Instrukcja do ćwiczenia: Powiel bez zmian wiersze od początku rekordów do wiersza zawierającego „x=516 y=479” włącznie. Obrazy pomiń.

═════ Zbiór danych

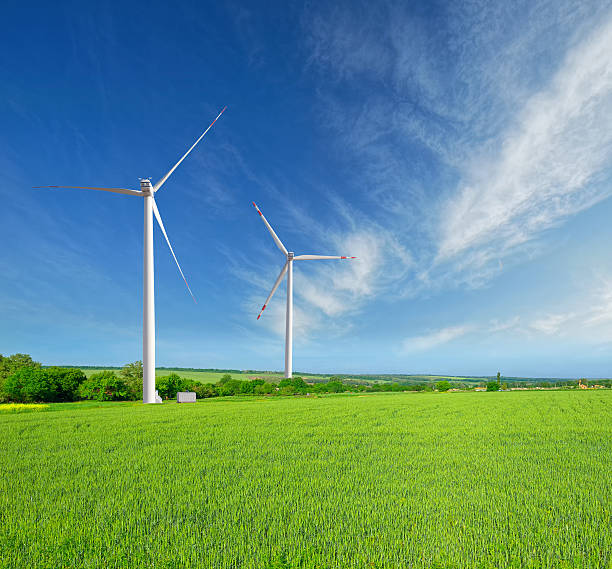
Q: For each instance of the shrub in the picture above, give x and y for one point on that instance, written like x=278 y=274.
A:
x=265 y=388
x=205 y=390
x=10 y=365
x=30 y=385
x=169 y=385
x=132 y=375
x=67 y=382
x=104 y=386
x=229 y=387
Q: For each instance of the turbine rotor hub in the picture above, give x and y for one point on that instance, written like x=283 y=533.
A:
x=145 y=186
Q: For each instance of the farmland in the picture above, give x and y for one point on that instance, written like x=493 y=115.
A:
x=516 y=479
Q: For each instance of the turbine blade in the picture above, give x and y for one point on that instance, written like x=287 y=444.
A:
x=162 y=181
x=278 y=242
x=278 y=281
x=161 y=224
x=314 y=257
x=113 y=190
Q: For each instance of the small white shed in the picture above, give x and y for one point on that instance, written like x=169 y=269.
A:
x=185 y=397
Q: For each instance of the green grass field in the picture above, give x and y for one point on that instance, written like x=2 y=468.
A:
x=459 y=480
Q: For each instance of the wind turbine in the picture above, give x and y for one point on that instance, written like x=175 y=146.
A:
x=288 y=269
x=147 y=191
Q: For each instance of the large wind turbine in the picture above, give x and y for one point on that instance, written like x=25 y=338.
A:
x=147 y=191
x=288 y=269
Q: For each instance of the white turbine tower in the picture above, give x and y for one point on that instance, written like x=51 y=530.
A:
x=147 y=191
x=288 y=269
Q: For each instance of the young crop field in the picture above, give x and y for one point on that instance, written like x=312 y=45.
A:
x=455 y=480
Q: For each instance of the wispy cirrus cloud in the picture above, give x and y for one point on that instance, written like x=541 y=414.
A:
x=435 y=338
x=473 y=132
x=552 y=163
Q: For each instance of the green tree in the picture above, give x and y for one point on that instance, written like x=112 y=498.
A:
x=265 y=388
x=225 y=378
x=104 y=386
x=205 y=390
x=10 y=364
x=169 y=385
x=66 y=382
x=132 y=375
x=229 y=387
x=30 y=385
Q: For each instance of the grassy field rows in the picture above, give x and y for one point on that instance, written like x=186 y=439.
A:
x=459 y=480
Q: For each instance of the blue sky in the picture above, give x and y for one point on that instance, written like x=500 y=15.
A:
x=462 y=151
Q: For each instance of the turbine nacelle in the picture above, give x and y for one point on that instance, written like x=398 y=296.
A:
x=147 y=191
x=145 y=187
x=288 y=270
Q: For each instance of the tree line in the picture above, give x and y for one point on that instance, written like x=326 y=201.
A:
x=22 y=380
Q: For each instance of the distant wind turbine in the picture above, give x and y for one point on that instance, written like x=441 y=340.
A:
x=288 y=269
x=147 y=191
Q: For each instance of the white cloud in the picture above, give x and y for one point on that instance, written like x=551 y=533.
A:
x=473 y=140
x=551 y=324
x=550 y=165
x=435 y=338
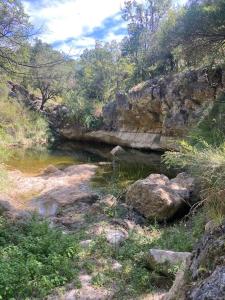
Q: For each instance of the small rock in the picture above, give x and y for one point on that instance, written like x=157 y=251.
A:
x=162 y=259
x=115 y=237
x=116 y=266
x=101 y=205
x=5 y=206
x=118 y=150
x=85 y=244
x=210 y=226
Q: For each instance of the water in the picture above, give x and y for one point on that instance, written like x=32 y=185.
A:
x=112 y=174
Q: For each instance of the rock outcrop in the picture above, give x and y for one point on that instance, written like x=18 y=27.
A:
x=155 y=114
x=157 y=197
x=204 y=275
x=161 y=260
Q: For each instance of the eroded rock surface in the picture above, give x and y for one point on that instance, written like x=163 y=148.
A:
x=162 y=259
x=157 y=197
x=155 y=114
x=51 y=190
x=203 y=277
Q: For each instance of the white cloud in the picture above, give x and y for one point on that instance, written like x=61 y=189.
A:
x=71 y=18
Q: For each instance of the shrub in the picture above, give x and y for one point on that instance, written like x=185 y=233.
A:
x=203 y=156
x=34 y=259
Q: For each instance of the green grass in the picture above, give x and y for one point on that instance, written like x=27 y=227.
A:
x=202 y=154
x=34 y=259
x=19 y=127
x=135 y=278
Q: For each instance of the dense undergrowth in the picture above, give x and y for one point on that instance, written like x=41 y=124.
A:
x=135 y=278
x=202 y=154
x=19 y=127
x=35 y=258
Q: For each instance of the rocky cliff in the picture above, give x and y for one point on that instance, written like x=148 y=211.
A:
x=203 y=277
x=155 y=113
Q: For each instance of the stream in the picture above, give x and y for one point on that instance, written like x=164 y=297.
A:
x=112 y=175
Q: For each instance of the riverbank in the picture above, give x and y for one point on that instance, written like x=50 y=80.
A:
x=110 y=238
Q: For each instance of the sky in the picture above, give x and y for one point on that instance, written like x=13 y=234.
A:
x=73 y=25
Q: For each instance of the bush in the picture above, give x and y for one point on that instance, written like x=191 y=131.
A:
x=203 y=156
x=19 y=126
x=84 y=112
x=34 y=259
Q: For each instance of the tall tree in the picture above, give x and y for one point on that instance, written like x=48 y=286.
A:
x=55 y=76
x=143 y=22
x=14 y=33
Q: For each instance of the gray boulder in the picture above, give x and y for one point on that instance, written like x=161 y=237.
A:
x=203 y=277
x=157 y=197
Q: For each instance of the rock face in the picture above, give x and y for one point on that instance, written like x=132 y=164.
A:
x=156 y=113
x=157 y=197
x=204 y=275
x=161 y=259
x=49 y=192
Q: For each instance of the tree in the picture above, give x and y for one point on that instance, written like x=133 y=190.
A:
x=54 y=77
x=199 y=30
x=143 y=23
x=14 y=33
x=101 y=71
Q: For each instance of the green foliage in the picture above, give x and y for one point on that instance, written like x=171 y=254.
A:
x=52 y=72
x=134 y=278
x=34 y=259
x=203 y=155
x=144 y=21
x=19 y=126
x=14 y=34
x=83 y=112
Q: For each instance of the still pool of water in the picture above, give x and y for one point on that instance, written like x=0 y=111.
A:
x=111 y=176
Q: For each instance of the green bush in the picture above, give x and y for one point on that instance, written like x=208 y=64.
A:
x=34 y=259
x=203 y=156
x=21 y=127
x=84 y=112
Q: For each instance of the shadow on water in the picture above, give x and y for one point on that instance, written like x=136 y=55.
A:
x=113 y=174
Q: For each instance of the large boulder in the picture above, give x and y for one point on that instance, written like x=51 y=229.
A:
x=203 y=277
x=157 y=197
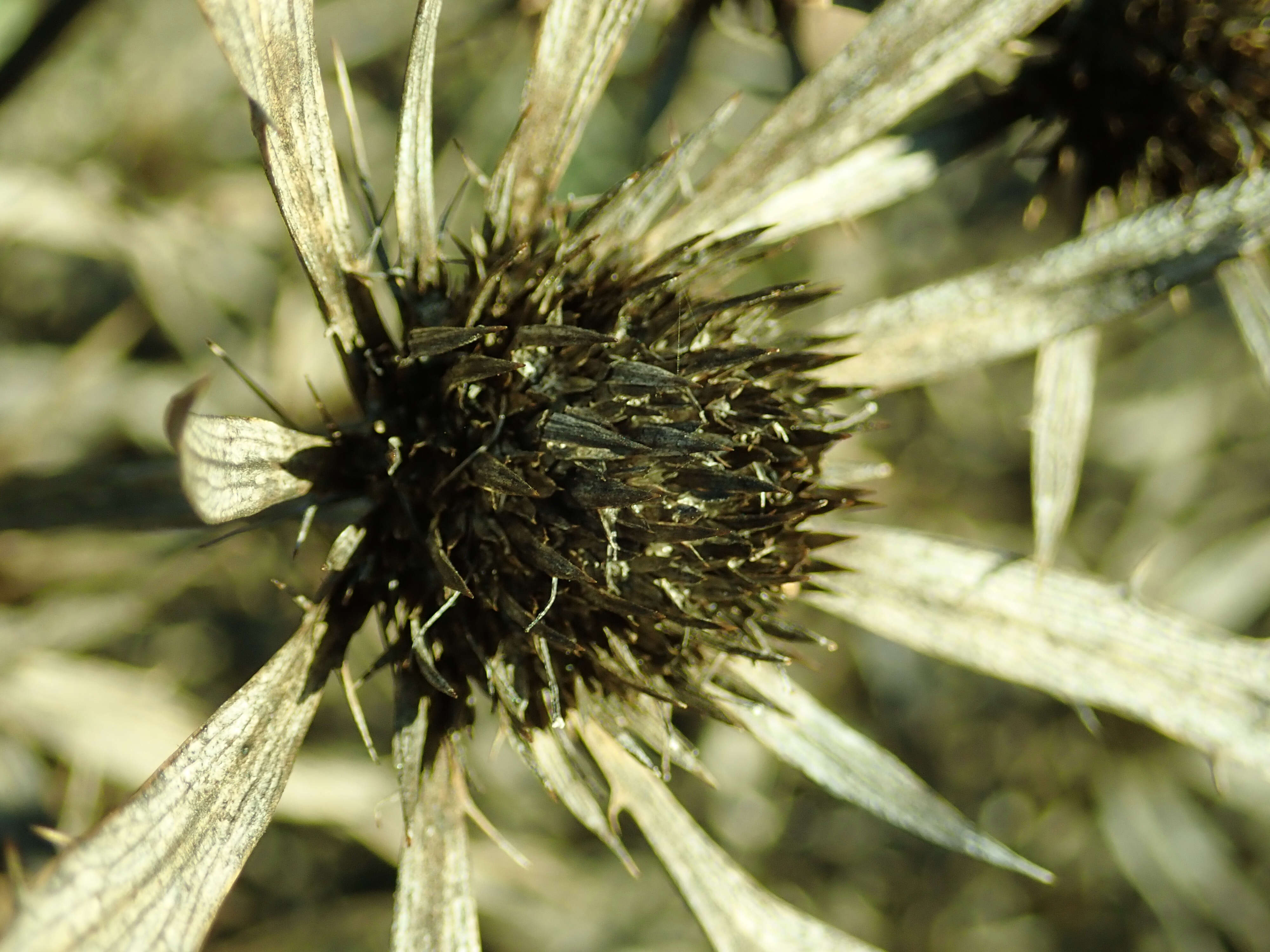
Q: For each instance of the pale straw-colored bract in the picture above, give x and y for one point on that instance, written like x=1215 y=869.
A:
x=154 y=873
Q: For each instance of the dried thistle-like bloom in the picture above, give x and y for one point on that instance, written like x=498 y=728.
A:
x=1173 y=96
x=589 y=474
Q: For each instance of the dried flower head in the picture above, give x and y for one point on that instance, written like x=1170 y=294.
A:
x=1172 y=95
x=589 y=470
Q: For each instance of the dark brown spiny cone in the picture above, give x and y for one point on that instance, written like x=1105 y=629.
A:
x=582 y=475
x=1174 y=95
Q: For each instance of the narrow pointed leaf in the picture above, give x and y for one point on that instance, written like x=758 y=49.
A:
x=416 y=205
x=126 y=722
x=873 y=177
x=580 y=44
x=1081 y=639
x=435 y=909
x=1062 y=406
x=270 y=46
x=563 y=780
x=234 y=466
x=1009 y=309
x=1179 y=859
x=638 y=206
x=1247 y=285
x=156 y=871
x=736 y=913
x=853 y=767
x=909 y=51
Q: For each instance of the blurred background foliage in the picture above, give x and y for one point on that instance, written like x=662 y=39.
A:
x=135 y=224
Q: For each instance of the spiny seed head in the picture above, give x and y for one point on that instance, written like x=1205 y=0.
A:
x=1174 y=95
x=585 y=478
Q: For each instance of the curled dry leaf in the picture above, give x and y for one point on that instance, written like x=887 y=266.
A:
x=236 y=466
x=1084 y=640
x=852 y=766
x=736 y=913
x=1009 y=309
x=1062 y=406
x=153 y=874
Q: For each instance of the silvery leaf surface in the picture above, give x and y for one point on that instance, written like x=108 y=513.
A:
x=736 y=913
x=1080 y=639
x=858 y=770
x=1009 y=309
x=234 y=466
x=435 y=909
x=154 y=873
x=125 y=722
x=873 y=177
x=1180 y=860
x=1245 y=284
x=270 y=46
x=415 y=197
x=578 y=46
x=1062 y=407
x=907 y=53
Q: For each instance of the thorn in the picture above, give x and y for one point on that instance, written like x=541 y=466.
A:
x=59 y=840
x=322 y=411
x=355 y=708
x=305 y=525
x=218 y=351
x=540 y=616
x=493 y=833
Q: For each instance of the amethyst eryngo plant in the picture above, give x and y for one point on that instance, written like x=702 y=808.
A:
x=591 y=478
x=586 y=473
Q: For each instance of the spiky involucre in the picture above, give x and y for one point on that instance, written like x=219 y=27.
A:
x=1166 y=95
x=584 y=478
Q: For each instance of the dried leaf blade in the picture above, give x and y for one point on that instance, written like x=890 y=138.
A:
x=1062 y=407
x=435 y=908
x=234 y=466
x=153 y=874
x=858 y=770
x=1080 y=639
x=271 y=49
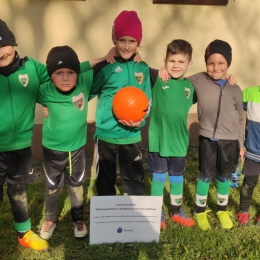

══════════

Odpowiedź do ćwiczenia:
Q: For each instance of the shrub in the picture above, give x and y for one point on that instance, written like x=278 y=274.
A:
x=265 y=388
x=205 y=390
x=10 y=365
x=30 y=385
x=169 y=385
x=132 y=375
x=67 y=382
x=104 y=386
x=229 y=387
Q: For each instance of the turbine rotor hub in the picture above, give x and y for one point on that instance, written like x=283 y=533.
A:
x=145 y=186
Q: For each instance of the farmland in the picture above, give x and y for one point on that instance, written like x=493 y=115.
A:
x=516 y=479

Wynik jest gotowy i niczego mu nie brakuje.